§ Provided information:
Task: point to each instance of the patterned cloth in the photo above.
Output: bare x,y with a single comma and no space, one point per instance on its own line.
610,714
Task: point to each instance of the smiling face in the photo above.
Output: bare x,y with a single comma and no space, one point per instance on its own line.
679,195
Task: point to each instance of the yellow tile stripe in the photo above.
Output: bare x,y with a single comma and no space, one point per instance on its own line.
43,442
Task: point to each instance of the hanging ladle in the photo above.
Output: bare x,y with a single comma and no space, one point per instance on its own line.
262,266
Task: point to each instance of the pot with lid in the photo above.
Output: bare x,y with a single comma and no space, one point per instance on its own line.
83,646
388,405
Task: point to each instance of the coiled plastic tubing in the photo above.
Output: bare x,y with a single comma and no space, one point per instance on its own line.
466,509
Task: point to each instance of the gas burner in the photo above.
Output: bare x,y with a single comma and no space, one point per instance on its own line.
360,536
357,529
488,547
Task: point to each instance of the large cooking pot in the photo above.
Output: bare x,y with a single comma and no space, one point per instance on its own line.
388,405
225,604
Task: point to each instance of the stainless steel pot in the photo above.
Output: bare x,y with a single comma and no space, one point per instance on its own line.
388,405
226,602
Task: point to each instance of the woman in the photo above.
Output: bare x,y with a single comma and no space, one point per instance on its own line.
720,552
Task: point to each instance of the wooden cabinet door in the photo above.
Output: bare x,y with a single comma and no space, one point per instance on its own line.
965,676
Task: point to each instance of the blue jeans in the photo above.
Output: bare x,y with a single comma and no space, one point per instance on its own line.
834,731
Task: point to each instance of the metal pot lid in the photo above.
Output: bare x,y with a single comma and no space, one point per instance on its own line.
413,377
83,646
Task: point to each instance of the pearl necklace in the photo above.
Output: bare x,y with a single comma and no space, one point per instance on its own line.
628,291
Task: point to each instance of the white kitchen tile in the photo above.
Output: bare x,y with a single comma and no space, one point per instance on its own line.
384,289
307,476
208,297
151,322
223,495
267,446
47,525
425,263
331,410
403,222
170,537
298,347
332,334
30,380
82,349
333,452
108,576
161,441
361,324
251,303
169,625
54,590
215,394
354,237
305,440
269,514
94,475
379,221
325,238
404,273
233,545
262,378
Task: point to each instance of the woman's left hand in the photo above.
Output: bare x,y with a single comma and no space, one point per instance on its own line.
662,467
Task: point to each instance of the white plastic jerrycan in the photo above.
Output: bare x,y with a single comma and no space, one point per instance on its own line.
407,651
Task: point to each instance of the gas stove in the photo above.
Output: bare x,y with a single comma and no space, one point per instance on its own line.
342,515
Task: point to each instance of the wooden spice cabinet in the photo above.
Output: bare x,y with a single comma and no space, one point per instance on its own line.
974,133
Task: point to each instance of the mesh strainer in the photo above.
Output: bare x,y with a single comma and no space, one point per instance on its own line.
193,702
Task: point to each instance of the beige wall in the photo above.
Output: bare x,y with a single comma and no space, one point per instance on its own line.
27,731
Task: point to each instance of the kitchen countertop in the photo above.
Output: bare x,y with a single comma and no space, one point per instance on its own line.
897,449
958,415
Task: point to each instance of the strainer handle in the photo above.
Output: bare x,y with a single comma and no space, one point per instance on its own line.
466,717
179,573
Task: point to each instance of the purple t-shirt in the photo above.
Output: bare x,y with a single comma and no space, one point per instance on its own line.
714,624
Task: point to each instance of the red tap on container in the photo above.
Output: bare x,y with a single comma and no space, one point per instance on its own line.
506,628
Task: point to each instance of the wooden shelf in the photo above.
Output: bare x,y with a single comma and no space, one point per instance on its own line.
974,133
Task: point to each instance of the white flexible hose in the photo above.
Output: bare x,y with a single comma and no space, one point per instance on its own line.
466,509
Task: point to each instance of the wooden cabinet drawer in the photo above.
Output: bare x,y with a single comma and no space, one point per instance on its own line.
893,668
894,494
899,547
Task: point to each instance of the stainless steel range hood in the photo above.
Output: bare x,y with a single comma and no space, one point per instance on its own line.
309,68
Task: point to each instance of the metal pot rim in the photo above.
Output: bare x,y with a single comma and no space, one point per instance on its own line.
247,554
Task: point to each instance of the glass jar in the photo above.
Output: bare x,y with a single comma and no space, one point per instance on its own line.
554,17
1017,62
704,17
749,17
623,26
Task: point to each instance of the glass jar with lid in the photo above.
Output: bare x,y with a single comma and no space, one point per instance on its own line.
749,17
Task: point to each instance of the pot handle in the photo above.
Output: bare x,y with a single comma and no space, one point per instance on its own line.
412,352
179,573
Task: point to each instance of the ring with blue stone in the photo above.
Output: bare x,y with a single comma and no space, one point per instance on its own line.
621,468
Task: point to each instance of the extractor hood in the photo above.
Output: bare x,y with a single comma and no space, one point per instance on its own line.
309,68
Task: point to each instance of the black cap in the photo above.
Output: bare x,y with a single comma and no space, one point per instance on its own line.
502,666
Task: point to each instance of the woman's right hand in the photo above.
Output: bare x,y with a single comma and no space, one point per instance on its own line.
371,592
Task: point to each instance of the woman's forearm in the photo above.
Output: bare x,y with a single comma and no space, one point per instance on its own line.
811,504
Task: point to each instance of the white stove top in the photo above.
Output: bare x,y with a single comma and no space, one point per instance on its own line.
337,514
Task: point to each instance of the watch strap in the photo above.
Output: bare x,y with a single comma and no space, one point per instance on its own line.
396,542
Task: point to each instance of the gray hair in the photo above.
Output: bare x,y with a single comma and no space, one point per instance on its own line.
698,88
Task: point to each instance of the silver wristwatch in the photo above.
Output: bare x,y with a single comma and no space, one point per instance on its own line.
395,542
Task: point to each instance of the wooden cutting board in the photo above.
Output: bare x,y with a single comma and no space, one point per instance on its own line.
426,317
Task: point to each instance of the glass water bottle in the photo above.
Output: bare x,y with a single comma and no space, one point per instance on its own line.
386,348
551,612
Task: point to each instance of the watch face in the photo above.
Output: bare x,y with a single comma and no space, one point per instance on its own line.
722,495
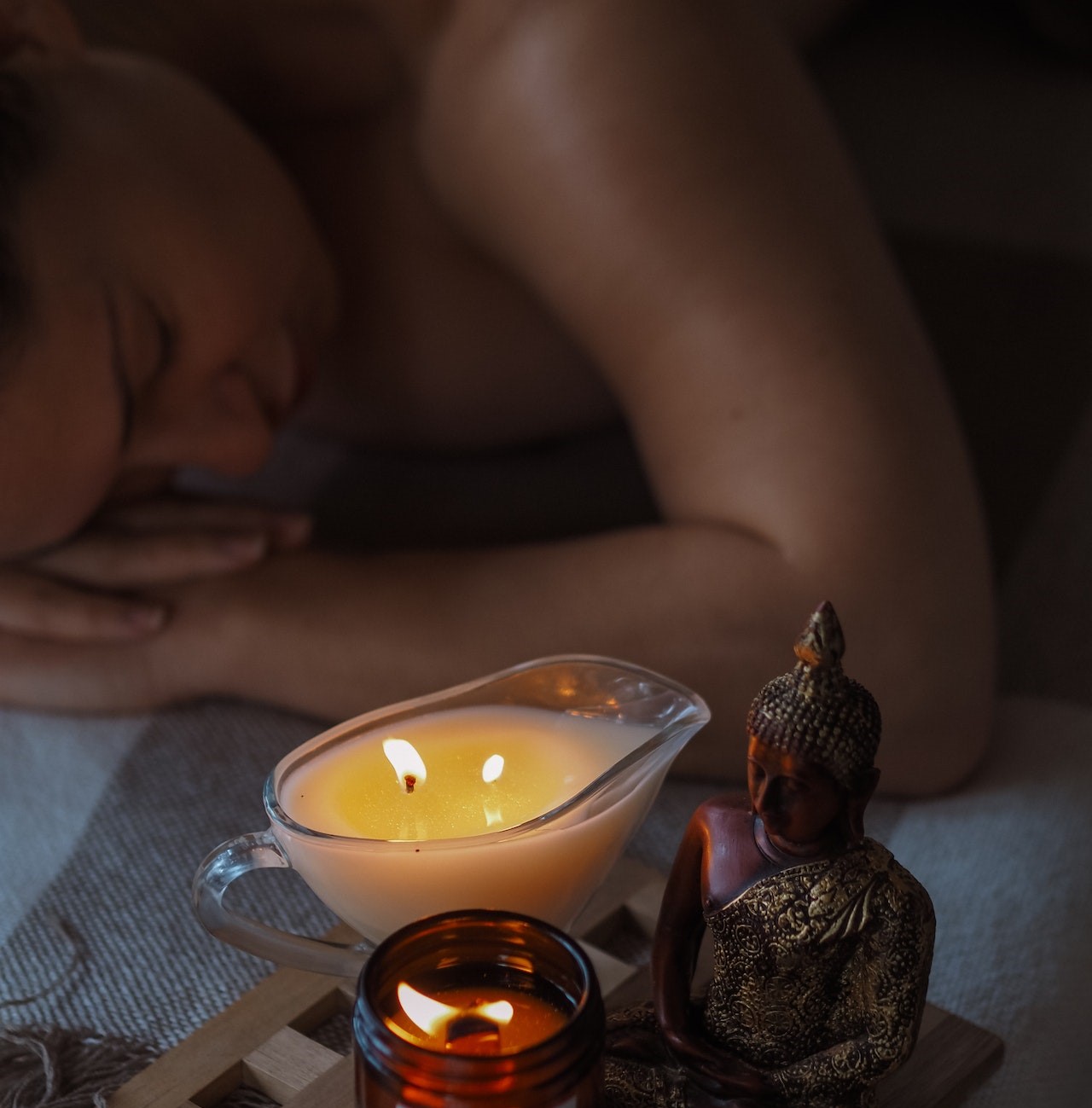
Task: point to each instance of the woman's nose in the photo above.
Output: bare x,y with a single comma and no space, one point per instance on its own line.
219,426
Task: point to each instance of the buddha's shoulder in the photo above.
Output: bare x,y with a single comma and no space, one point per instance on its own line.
729,810
903,892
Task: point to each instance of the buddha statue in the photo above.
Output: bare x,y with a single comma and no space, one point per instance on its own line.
822,942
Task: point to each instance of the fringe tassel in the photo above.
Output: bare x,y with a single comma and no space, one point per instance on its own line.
59,1068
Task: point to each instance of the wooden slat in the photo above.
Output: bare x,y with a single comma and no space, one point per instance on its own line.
252,1041
951,1059
286,1064
334,1089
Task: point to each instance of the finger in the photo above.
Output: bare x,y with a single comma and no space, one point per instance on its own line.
32,605
119,560
286,530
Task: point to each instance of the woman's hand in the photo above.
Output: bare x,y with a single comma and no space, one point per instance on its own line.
92,588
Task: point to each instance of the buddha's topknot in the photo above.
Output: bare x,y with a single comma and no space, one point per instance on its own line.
815,711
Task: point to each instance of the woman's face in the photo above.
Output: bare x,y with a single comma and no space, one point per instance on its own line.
180,295
799,804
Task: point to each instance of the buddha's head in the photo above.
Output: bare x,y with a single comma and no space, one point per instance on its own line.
814,734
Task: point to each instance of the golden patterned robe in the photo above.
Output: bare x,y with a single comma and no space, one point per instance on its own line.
819,981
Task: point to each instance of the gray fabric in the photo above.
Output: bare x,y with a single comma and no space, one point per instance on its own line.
148,968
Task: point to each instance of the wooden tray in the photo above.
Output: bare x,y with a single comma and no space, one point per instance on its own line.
265,1041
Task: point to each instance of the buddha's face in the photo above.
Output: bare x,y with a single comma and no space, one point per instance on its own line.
799,803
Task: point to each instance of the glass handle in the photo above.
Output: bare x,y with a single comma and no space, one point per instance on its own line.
262,851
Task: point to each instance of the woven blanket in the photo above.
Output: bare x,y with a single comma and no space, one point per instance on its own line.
96,867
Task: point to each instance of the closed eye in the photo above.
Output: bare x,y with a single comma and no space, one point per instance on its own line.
166,343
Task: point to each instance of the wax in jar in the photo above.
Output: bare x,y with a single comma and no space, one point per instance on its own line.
476,1019
455,774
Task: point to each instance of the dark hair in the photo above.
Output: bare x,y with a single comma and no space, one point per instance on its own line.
22,151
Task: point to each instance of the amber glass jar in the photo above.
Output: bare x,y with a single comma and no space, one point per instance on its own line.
469,966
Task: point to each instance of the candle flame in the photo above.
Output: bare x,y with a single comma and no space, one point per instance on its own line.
432,1016
410,768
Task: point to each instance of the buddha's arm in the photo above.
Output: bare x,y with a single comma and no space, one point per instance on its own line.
678,933
891,1012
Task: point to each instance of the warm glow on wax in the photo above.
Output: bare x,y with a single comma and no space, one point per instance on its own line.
452,775
492,769
410,770
433,1016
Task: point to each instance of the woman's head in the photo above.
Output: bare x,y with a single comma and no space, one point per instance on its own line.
175,290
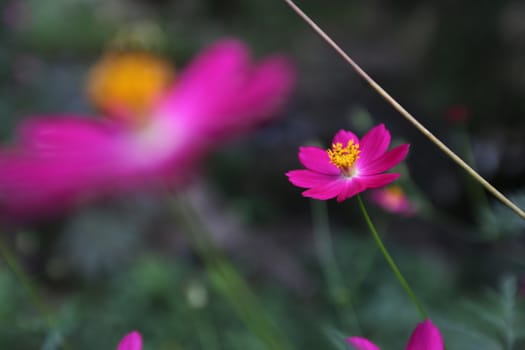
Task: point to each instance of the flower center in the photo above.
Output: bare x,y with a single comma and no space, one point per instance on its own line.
344,157
126,85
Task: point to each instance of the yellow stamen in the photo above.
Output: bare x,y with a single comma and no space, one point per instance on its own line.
128,82
344,157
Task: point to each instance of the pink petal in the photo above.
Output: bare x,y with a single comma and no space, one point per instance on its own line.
385,162
326,191
67,133
61,162
373,144
375,181
426,336
352,187
223,92
309,179
131,341
362,344
316,159
343,136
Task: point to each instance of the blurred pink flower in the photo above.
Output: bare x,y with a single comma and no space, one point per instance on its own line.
60,161
394,200
131,341
349,167
426,336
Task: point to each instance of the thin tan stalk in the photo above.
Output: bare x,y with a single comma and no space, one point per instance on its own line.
406,114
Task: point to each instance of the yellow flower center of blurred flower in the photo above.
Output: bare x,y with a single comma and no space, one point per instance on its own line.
127,84
344,157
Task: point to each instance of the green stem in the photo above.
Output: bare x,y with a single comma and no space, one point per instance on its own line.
228,281
444,148
19,273
339,293
390,261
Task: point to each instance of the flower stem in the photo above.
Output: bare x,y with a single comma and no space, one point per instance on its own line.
19,273
339,294
390,261
406,114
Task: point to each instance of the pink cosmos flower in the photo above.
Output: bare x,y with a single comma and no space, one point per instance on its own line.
394,200
61,161
131,341
426,336
349,167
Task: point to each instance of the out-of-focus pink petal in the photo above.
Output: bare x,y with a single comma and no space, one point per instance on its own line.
387,161
359,343
426,336
316,159
373,145
326,191
223,92
375,181
394,200
64,133
131,341
343,136
309,179
352,187
59,165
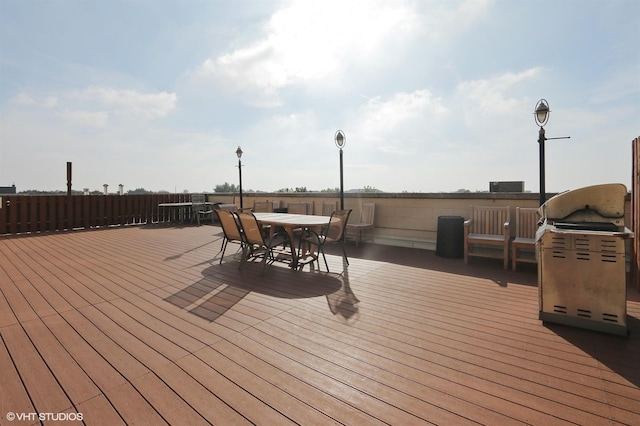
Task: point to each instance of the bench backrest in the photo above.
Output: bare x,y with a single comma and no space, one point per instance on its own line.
526,222
489,220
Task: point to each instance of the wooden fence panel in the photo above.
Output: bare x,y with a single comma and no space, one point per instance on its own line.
635,212
46,213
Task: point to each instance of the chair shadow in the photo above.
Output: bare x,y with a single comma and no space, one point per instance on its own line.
617,353
222,286
490,269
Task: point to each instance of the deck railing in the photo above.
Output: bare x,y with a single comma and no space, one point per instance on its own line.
23,214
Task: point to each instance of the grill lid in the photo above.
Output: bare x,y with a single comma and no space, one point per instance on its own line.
595,204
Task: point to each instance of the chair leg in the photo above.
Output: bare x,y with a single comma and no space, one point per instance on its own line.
224,248
321,250
344,254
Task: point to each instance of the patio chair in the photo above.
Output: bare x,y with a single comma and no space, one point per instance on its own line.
199,207
487,228
524,245
331,233
255,243
231,230
365,223
263,207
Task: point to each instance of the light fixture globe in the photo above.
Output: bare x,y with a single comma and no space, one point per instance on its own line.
340,139
541,112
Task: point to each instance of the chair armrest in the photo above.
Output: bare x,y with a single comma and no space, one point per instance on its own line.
507,232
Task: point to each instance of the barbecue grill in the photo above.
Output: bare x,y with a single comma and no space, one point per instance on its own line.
580,248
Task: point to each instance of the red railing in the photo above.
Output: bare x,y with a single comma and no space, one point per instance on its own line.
21,214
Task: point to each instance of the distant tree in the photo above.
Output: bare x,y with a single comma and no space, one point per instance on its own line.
226,187
370,189
139,191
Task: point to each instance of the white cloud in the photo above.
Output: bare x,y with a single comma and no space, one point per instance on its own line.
311,41
490,101
128,103
396,125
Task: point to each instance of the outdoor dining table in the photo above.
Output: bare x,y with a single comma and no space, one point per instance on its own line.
290,222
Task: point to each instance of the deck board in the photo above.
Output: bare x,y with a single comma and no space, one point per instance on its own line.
144,325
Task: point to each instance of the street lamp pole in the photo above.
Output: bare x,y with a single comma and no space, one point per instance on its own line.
341,140
541,115
239,154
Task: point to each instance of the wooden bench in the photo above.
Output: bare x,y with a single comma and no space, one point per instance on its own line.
525,240
488,226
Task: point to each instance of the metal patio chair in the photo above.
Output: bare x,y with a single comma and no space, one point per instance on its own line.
331,233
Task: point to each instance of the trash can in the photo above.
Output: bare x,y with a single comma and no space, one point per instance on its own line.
450,238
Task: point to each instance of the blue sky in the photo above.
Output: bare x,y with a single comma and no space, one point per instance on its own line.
432,95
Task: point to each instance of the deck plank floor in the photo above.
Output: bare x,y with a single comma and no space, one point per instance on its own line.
143,325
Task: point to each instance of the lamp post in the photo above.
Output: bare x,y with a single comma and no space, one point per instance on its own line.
239,154
341,140
541,115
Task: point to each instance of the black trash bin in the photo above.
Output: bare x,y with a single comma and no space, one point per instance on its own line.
450,239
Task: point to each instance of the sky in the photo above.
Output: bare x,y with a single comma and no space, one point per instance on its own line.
433,96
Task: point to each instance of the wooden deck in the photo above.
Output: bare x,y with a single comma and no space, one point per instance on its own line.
142,325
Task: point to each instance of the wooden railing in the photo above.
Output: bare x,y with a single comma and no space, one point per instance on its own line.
635,212
22,214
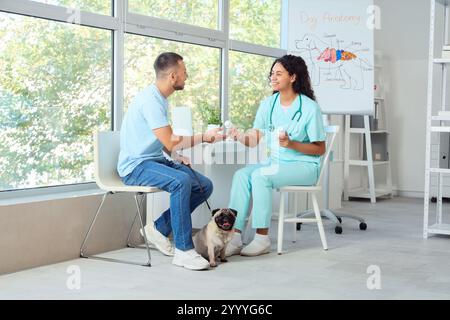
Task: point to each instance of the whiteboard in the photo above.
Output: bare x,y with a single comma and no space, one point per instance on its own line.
336,40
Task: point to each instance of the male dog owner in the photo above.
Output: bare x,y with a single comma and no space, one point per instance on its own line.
144,135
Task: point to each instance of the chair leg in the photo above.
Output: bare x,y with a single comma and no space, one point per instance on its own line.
280,224
294,228
129,244
142,226
319,221
83,246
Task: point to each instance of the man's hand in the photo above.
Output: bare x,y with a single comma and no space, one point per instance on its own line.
182,159
283,138
213,135
234,133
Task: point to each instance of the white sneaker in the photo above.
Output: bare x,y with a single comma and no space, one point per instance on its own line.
190,259
232,249
256,248
158,240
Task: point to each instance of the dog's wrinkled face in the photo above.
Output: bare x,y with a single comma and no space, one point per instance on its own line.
225,218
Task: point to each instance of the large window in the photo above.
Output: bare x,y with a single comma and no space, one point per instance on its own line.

§ Problem details: Look through the entries above, and wherever a line holds the string "yellow", copy it.

§ Solution to this task:
Task: point to each instance of the yellow tile stripe in the photo above.
Task: point to each instance of the yellow stamen in the photo above.
Task: point to each instance of the yellow flower center of blurred flower in the photo above.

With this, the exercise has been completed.